** Data for analysis follows **

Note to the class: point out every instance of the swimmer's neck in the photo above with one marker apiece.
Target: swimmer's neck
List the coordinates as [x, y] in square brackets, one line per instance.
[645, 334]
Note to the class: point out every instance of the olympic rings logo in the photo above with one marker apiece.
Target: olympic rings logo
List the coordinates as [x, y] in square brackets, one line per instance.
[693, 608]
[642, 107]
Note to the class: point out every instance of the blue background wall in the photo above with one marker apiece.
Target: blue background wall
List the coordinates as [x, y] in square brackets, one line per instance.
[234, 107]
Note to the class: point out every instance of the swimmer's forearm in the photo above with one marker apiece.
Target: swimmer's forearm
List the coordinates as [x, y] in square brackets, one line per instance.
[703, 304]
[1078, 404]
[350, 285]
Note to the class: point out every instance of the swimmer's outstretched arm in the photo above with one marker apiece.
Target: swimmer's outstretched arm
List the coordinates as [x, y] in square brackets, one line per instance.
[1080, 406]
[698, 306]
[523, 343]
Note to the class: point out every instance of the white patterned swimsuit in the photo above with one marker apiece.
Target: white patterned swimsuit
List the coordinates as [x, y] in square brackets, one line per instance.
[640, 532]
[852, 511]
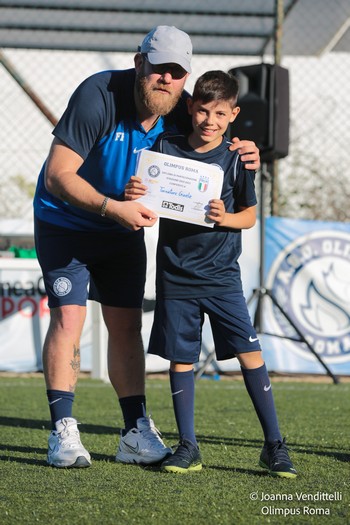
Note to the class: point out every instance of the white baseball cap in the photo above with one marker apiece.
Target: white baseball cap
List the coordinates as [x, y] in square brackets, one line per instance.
[168, 45]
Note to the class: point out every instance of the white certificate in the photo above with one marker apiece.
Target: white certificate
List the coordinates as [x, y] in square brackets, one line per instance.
[179, 188]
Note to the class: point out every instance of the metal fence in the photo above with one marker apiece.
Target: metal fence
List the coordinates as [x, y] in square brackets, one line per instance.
[312, 180]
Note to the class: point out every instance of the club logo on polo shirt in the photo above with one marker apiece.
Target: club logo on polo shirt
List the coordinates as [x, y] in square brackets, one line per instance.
[310, 280]
[62, 286]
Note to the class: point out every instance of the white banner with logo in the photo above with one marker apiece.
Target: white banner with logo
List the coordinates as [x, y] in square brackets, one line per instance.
[307, 268]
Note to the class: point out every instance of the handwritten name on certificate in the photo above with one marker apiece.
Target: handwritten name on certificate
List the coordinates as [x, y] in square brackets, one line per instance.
[179, 188]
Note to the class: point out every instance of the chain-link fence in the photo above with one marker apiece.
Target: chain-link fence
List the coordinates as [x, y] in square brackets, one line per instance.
[312, 179]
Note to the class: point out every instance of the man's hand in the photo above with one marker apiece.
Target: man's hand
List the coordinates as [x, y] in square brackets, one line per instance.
[248, 151]
[216, 212]
[131, 215]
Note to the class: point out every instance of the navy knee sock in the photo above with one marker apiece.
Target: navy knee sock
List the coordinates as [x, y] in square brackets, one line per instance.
[182, 391]
[60, 404]
[258, 385]
[133, 407]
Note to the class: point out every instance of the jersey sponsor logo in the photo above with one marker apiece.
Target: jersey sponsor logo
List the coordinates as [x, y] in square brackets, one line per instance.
[310, 280]
[62, 286]
[119, 136]
[138, 150]
[153, 171]
[173, 206]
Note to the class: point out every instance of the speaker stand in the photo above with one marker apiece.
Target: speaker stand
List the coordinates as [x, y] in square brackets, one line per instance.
[262, 292]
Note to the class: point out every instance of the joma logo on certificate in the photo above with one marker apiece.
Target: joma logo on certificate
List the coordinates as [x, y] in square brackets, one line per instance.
[173, 206]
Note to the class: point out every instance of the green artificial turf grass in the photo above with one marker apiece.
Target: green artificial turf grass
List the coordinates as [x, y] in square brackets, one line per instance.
[231, 489]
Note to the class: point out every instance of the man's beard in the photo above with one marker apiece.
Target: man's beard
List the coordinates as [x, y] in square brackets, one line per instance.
[157, 103]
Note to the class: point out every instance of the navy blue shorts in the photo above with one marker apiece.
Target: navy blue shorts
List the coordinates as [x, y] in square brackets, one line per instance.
[177, 328]
[108, 267]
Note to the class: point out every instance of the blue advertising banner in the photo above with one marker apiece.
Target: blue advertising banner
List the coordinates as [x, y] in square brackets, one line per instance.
[307, 270]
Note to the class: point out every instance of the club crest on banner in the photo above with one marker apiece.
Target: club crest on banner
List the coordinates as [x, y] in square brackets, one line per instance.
[310, 280]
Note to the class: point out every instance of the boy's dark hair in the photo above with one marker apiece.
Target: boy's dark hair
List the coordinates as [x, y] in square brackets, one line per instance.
[216, 85]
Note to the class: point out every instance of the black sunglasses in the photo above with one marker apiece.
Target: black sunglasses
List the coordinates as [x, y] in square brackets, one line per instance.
[176, 71]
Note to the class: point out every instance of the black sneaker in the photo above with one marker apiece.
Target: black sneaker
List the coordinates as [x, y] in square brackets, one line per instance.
[274, 457]
[186, 458]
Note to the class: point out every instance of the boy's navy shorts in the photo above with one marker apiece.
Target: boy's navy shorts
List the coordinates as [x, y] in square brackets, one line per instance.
[177, 327]
[108, 267]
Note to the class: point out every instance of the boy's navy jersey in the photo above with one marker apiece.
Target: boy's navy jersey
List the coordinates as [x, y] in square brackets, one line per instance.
[196, 261]
[101, 125]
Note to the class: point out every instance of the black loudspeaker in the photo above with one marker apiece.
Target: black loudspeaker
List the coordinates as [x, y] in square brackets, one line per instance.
[264, 102]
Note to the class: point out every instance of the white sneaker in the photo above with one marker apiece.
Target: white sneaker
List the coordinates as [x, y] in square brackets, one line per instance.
[65, 447]
[142, 445]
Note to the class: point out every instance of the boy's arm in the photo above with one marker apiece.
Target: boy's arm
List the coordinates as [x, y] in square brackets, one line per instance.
[243, 219]
[248, 151]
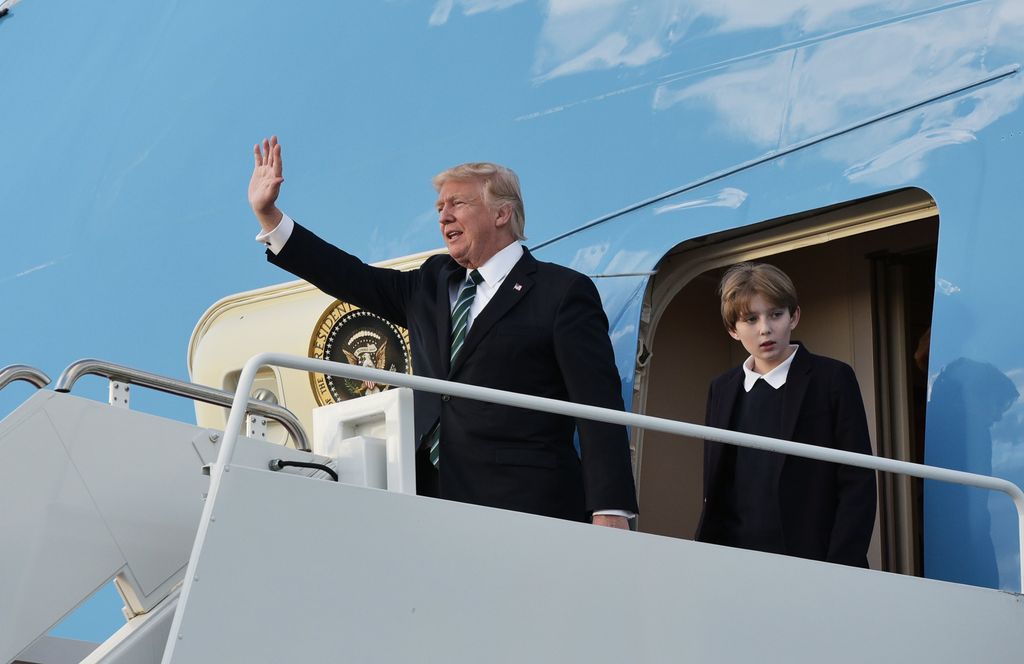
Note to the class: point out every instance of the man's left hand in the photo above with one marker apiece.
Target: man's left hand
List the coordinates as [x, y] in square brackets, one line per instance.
[611, 521]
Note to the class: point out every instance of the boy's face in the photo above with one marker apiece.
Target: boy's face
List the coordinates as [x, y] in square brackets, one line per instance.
[764, 330]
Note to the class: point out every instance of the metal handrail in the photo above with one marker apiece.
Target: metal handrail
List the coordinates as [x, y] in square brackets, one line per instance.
[10, 373]
[600, 415]
[177, 387]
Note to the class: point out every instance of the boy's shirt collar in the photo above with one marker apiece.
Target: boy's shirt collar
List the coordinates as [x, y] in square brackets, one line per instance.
[776, 377]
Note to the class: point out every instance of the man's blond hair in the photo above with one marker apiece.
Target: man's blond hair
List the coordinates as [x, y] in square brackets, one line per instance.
[501, 187]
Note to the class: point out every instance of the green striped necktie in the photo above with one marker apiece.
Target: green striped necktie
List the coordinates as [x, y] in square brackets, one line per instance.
[460, 326]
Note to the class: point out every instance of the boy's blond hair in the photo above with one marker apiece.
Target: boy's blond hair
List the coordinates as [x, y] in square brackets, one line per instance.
[744, 281]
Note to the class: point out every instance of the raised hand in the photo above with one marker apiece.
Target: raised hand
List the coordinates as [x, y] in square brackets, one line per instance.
[264, 187]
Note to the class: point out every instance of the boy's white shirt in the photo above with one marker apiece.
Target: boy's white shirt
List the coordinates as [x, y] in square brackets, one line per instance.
[776, 377]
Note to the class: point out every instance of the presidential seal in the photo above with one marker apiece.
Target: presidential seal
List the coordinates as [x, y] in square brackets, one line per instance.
[346, 333]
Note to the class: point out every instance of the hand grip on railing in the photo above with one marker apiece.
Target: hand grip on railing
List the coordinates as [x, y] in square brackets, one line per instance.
[203, 393]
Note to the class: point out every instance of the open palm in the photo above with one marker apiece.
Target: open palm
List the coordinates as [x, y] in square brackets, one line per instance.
[264, 187]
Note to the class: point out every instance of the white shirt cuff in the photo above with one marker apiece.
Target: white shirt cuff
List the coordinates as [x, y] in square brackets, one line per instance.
[275, 239]
[615, 512]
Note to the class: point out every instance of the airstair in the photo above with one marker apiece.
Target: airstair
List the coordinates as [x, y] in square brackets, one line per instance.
[228, 548]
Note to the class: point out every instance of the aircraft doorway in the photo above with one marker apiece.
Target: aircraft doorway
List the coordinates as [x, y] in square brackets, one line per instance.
[864, 274]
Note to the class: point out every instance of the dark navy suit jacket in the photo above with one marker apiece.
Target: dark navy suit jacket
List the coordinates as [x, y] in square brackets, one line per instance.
[826, 510]
[543, 333]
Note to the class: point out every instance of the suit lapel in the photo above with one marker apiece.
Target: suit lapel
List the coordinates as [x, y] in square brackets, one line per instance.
[796, 388]
[721, 414]
[449, 273]
[722, 411]
[511, 292]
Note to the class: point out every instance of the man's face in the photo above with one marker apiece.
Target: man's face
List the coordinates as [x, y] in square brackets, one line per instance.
[764, 330]
[473, 231]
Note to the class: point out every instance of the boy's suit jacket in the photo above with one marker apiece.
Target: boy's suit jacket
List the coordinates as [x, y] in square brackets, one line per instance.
[826, 510]
[544, 333]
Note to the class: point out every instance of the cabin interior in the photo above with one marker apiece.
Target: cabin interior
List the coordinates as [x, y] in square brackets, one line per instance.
[864, 272]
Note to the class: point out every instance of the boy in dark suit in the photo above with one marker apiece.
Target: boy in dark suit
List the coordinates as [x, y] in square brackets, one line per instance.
[767, 501]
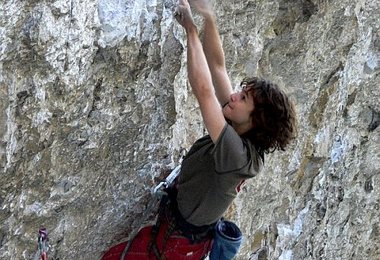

** End of Data for analysis **

== Your objective ==
Read the records above. Show each line that has the string "aircraft".

== Written answer ==
Note to the class: point out every instance of the aircraft doorway in the photo above with one marker apiece.
Target: aircraft doorway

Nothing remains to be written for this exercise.